Raw entries:

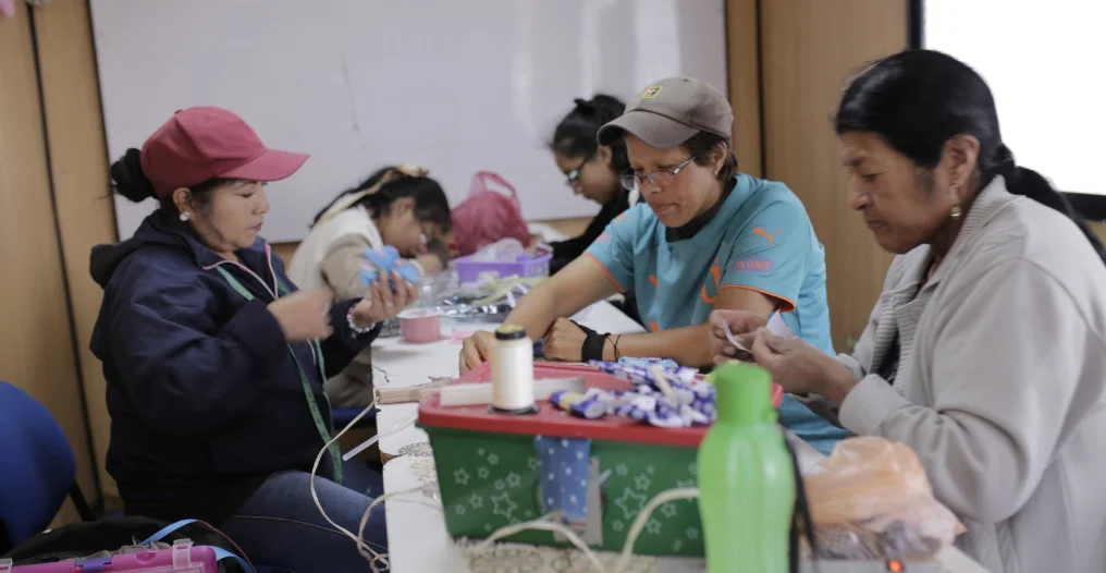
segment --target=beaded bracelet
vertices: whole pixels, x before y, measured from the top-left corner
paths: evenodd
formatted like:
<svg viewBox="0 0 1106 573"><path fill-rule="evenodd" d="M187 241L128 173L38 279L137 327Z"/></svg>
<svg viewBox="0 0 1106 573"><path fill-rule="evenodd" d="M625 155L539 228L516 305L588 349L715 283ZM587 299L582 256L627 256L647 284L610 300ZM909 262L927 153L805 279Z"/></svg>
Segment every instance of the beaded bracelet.
<svg viewBox="0 0 1106 573"><path fill-rule="evenodd" d="M357 324L353 321L353 309L355 306L357 306L357 305L354 304L353 306L349 306L349 311L346 312L346 324L349 325L349 332L352 332L354 334L354 336L361 336L362 334L365 334L365 333L368 333L369 331L372 331L373 327L376 326L376 323L374 322L374 323L369 324L368 326L357 326Z"/></svg>

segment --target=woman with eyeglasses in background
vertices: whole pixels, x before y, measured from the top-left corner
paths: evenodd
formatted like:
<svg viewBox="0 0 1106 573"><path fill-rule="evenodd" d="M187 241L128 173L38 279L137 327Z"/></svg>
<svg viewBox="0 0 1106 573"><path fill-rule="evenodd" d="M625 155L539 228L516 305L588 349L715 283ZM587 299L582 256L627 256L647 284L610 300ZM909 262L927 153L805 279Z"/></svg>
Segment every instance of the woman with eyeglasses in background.
<svg viewBox="0 0 1106 573"><path fill-rule="evenodd" d="M565 115L553 132L550 149L565 185L573 194L603 206L584 229L583 235L550 244L553 260L550 272L563 269L595 242L611 221L630 207L630 191L618 181L629 171L625 142L599 145L599 128L618 118L626 104L617 97L598 94L591 100L576 100L576 106Z"/></svg>
<svg viewBox="0 0 1106 573"><path fill-rule="evenodd" d="M575 195L591 199L603 208L580 237L550 244L553 248L553 260L550 261L552 274L584 254L611 221L629 209L636 199L632 197L636 194L618 181L619 176L629 171L626 143L618 139L611 145L599 145L597 138L599 128L617 119L626 111L626 104L604 94L591 100L576 100L575 104L553 132L550 149L557 169L565 176L565 185ZM612 304L640 323L633 289L623 294L624 300L612 301Z"/></svg>
<svg viewBox="0 0 1106 573"><path fill-rule="evenodd" d="M671 358L709 367L708 317L719 309L768 317L781 310L804 341L833 354L825 257L803 204L786 186L738 173L733 111L718 91L685 77L647 87L598 132L598 145L626 146L620 178L645 205L611 222L583 257L535 286L508 315L546 358ZM634 289L647 334L585 333L564 319ZM493 335L465 341L461 371L489 360ZM823 452L845 436L786 397L781 421Z"/></svg>

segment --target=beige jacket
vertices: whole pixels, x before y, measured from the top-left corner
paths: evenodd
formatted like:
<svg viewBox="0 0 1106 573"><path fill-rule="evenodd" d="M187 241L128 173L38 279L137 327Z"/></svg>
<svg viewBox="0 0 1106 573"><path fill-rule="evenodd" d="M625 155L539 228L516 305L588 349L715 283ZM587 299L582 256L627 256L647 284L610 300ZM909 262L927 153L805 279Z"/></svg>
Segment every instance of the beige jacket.
<svg viewBox="0 0 1106 573"><path fill-rule="evenodd" d="M968 527L957 545L989 571L1103 572L1106 267L1071 220L1001 177L919 292L928 261L927 246L896 258L839 357L862 378L842 425L910 446ZM896 334L891 385L872 373Z"/></svg>
<svg viewBox="0 0 1106 573"><path fill-rule="evenodd" d="M361 265L366 249L384 247L373 218L362 206L317 225L296 248L289 278L299 288L328 286L335 301L365 295ZM337 376L326 382L335 408L364 407L373 400L373 350L363 350Z"/></svg>

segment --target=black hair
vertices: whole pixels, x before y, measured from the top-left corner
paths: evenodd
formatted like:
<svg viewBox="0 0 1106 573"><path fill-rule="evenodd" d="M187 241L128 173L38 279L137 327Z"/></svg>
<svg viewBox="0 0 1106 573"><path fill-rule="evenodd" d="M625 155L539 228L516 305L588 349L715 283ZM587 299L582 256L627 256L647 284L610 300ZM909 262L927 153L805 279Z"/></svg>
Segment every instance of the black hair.
<svg viewBox="0 0 1106 573"><path fill-rule="evenodd" d="M958 135L979 140L982 189L1001 175L1006 189L1066 215L1106 262L1103 243L1067 199L1041 174L1019 167L1002 143L999 114L987 82L963 62L932 50L899 52L867 67L845 88L834 118L837 134L878 134L917 166L932 169Z"/></svg>
<svg viewBox="0 0 1106 573"><path fill-rule="evenodd" d="M599 127L617 119L626 111L622 100L597 94L591 100L575 100L576 106L565 115L556 129L550 149L565 157L594 157L599 148L596 139ZM615 175L629 170L626 142L618 139L611 144L611 169Z"/></svg>
<svg viewBox="0 0 1106 573"><path fill-rule="evenodd" d="M117 162L113 163L108 173L112 176L112 191L125 197L132 202L142 202L146 199L157 199L158 210L167 215L170 220L176 220L180 215L177 204L173 201L173 196L158 198L154 190L154 184L149 183L142 170L142 152L135 148L127 149ZM212 191L223 185L236 183L236 179L212 178L201 184L188 188L191 191L192 200L201 216L209 213Z"/></svg>
<svg viewBox="0 0 1106 573"><path fill-rule="evenodd" d="M703 167L710 167L710 154L719 144L726 144L726 163L718 170L716 178L719 181L728 181L738 175L738 156L733 154L733 146L730 140L718 134L710 132L699 132L684 142L684 147L695 157L695 163Z"/></svg>
<svg viewBox="0 0 1106 573"><path fill-rule="evenodd" d="M368 176L368 178L362 181L361 185L354 187L353 189L342 191L334 198L334 200L327 204L326 207L323 207L323 209L315 215L315 219L311 222L311 226L314 227L315 223L319 222L319 219L326 213L326 210L337 202L338 199L373 187L388 171L394 169L396 169L395 166L380 168L373 175ZM450 218L449 199L446 197L446 191L442 190L441 185L439 185L438 181L426 176L410 177L408 175L401 175L399 178L382 185L376 192L366 195L355 205L364 206L368 209L373 217L378 217L387 213L388 209L392 208L393 202L405 197L411 197L415 199L415 218L420 222L437 225L441 227L444 232L449 232L450 229L452 229L453 222Z"/></svg>

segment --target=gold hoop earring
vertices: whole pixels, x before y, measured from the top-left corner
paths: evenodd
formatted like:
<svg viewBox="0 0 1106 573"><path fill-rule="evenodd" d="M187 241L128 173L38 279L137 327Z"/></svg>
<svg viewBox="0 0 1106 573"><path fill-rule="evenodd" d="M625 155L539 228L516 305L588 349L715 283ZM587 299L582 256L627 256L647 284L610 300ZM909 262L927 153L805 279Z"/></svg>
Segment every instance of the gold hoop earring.
<svg viewBox="0 0 1106 573"><path fill-rule="evenodd" d="M960 208L960 187L953 185L949 188L949 192L951 192L952 197L954 197L952 201L952 210L949 211L949 217L956 220L963 215L963 209Z"/></svg>

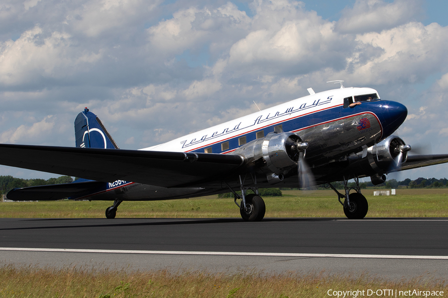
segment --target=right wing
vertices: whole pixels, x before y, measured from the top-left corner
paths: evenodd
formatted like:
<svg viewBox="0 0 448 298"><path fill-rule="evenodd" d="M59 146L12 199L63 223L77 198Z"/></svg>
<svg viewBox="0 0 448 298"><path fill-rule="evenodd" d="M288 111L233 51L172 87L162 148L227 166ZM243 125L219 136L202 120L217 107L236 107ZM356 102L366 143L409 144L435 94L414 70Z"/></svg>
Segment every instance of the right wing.
<svg viewBox="0 0 448 298"><path fill-rule="evenodd" d="M415 169L445 162L448 162L448 154L409 155L408 155L406 162L403 163L397 171Z"/></svg>

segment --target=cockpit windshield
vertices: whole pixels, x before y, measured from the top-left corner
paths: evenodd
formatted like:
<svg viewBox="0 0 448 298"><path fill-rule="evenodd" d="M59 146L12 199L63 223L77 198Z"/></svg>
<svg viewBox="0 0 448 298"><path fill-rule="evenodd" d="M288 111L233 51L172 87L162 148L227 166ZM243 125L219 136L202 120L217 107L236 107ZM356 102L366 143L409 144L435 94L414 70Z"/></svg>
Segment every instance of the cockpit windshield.
<svg viewBox="0 0 448 298"><path fill-rule="evenodd" d="M362 102L379 100L380 98L376 93L349 96L344 98L344 108L356 106L357 105L361 104Z"/></svg>
<svg viewBox="0 0 448 298"><path fill-rule="evenodd" d="M378 98L376 93L354 96L355 102L358 101L371 101L372 100L378 100L378 99L379 98Z"/></svg>

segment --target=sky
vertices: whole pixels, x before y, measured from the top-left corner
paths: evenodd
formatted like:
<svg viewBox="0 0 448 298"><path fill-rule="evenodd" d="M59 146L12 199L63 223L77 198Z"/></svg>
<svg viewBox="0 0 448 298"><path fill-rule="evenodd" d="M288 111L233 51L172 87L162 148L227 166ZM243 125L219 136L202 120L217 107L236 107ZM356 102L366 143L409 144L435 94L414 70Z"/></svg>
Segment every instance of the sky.
<svg viewBox="0 0 448 298"><path fill-rule="evenodd" d="M74 146L87 107L138 149L343 80L406 105L396 134L419 152L448 153L447 11L442 0L3 0L0 143ZM394 175L448 177L448 165Z"/></svg>

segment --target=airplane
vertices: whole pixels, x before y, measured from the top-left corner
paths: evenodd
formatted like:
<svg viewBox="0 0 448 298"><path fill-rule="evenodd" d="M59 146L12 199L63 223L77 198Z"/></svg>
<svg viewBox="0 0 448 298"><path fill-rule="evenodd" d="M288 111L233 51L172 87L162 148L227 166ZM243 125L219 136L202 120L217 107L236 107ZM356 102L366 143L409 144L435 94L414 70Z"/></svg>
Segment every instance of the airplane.
<svg viewBox="0 0 448 298"><path fill-rule="evenodd" d="M340 88L309 88L309 95L139 150L119 149L86 108L75 121L76 147L0 144L0 164L80 179L14 189L7 197L113 201L106 211L113 219L124 201L230 192L243 220L251 222L265 214L259 188L326 184L347 218L361 219L368 204L359 178L378 185L392 172L448 162L448 154L408 154L411 146L393 134L406 118L404 105L371 88L332 81ZM354 187L347 184L352 179ZM343 183L343 193L335 181Z"/></svg>

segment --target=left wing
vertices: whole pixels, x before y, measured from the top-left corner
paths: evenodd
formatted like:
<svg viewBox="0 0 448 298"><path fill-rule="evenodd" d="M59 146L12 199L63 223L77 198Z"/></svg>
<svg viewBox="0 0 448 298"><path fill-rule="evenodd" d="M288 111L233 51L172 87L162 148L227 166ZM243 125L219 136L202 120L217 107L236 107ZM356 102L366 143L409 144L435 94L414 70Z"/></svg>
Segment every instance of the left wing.
<svg viewBox="0 0 448 298"><path fill-rule="evenodd" d="M76 199L100 189L104 185L104 182L98 181L75 181L62 184L30 186L13 189L9 191L6 197L12 201L52 201L71 197L71 199Z"/></svg>
<svg viewBox="0 0 448 298"><path fill-rule="evenodd" d="M0 164L103 182L186 187L238 174L236 154L0 144Z"/></svg>

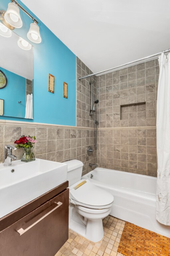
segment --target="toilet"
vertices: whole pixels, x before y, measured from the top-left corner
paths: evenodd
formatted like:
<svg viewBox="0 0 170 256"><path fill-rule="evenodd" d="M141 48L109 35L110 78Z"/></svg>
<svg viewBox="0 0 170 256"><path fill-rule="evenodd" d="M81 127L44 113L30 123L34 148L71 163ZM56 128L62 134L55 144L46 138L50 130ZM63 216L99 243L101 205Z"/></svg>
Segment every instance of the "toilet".
<svg viewBox="0 0 170 256"><path fill-rule="evenodd" d="M64 162L68 166L69 228L93 242L104 235L102 219L110 213L114 197L111 194L81 180L83 164L78 160Z"/></svg>

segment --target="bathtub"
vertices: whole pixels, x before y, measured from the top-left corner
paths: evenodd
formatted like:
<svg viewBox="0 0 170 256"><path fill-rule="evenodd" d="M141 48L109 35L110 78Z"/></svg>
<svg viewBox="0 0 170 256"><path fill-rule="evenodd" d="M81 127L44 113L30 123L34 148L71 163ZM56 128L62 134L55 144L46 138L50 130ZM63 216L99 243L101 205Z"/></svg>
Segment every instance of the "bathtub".
<svg viewBox="0 0 170 256"><path fill-rule="evenodd" d="M111 215L170 238L170 226L156 219L156 178L98 167L82 178L114 196Z"/></svg>

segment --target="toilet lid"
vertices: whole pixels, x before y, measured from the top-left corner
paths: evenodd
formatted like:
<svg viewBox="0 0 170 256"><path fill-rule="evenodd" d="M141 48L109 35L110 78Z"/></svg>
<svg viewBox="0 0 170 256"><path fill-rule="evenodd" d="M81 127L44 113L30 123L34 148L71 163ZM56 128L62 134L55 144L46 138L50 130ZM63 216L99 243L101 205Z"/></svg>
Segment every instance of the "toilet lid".
<svg viewBox="0 0 170 256"><path fill-rule="evenodd" d="M70 196L72 199L84 204L102 206L113 202L114 197L111 194L88 180L81 180L69 188Z"/></svg>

# [The request]
Format the stretch from the start of the entries through the line containing "324L353 321L353 309L355", both ends included, as a JSON list of strings with one string per line and blank lines omitted. Exclude the pictures from the output.

# [Result of this exercise]
[
  "segment --target=beaded bracelet",
  "vertices: whole pixels, x before y, measured from the top-left corner",
  "paths: evenodd",
  "formatted like:",
  "<svg viewBox=\"0 0 1106 573\"><path fill-rule=\"evenodd\" d=\"M187 241L128 173L38 279L137 327Z\"/></svg>",
  "<svg viewBox=\"0 0 1106 573\"><path fill-rule=\"evenodd\" d=\"M625 155L539 228L516 305L588 349L715 283ZM587 299L582 256L627 256L647 284L610 300ZM909 262L927 153L805 279Z\"/></svg>",
  "Segment every instance of the beaded bracelet.",
  "<svg viewBox=\"0 0 1106 573\"><path fill-rule=\"evenodd\" d=\"M357 324L353 321L353 309L355 306L357 306L357 305L354 304L353 306L349 306L349 311L346 312L346 324L349 325L349 332L352 332L354 334L354 336L361 336L362 334L365 334L365 333L368 333L369 331L372 331L373 327L376 326L376 323L374 322L374 323L369 324L368 326L357 326Z\"/></svg>"
]